Starting with the line that contains "[point] diver's left" and stopping after the line that contains "[point] diver's right", copy the entries below exactly. Include nothing else.

Data under study →
____________

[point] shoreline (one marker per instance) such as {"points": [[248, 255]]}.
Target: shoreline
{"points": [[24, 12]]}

____________

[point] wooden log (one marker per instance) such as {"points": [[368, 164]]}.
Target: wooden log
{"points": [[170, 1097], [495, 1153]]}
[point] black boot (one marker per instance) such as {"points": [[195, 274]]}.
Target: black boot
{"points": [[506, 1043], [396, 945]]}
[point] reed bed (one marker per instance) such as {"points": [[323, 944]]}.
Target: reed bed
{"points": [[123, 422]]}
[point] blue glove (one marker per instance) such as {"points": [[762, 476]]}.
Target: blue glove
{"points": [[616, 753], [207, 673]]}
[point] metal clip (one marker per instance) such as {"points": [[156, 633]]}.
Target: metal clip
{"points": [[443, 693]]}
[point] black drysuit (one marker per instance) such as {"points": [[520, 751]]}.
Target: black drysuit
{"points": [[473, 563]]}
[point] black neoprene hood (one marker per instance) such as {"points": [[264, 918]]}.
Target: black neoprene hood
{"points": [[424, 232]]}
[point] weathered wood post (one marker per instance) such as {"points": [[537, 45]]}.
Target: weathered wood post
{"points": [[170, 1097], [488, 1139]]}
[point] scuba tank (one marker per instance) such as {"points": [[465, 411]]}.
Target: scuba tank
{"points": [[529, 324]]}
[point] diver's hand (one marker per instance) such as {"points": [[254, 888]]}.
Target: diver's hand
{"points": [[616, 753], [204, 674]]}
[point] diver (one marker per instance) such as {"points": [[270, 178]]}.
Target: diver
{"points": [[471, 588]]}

____________

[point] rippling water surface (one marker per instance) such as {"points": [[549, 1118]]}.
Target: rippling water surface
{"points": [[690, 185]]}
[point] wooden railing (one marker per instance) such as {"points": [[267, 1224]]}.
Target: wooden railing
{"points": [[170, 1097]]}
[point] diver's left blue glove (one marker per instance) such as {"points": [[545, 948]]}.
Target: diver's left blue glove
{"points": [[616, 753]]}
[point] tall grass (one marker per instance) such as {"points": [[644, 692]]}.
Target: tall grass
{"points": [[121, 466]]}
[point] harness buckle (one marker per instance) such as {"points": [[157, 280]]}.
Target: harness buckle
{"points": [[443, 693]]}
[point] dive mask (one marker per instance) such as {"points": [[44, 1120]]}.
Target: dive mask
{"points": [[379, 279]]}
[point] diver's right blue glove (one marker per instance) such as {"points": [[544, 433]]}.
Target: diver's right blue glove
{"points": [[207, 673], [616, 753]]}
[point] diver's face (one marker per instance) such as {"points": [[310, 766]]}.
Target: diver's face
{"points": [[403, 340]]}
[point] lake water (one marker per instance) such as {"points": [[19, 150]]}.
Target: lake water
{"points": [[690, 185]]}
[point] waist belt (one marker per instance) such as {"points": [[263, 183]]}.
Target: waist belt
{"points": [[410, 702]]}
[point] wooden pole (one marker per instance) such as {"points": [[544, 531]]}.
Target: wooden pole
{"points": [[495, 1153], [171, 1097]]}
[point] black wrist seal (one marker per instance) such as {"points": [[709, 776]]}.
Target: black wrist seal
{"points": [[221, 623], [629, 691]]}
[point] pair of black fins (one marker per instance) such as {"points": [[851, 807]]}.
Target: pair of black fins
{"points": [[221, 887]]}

____________

The completed task →
[point] diver's left blue glove (one marker per instance) such as {"points": [[545, 948]]}.
Target: diver's left blue glove
{"points": [[616, 753]]}
[point] tall grass (one marker per instance) such as {"points": [[644, 692]]}.
Target: tall grass
{"points": [[121, 466]]}
[point] harness buckle (one marker per instance) such as {"points": [[157, 280]]}.
Target: harness buckle
{"points": [[443, 693]]}
[point] dive mask (one marker per instance) such as {"points": [[44, 1120]]}.
Target: dive mask
{"points": [[379, 279]]}
[point] diver's right blue glove (one marker per instance) such as {"points": [[544, 433]]}.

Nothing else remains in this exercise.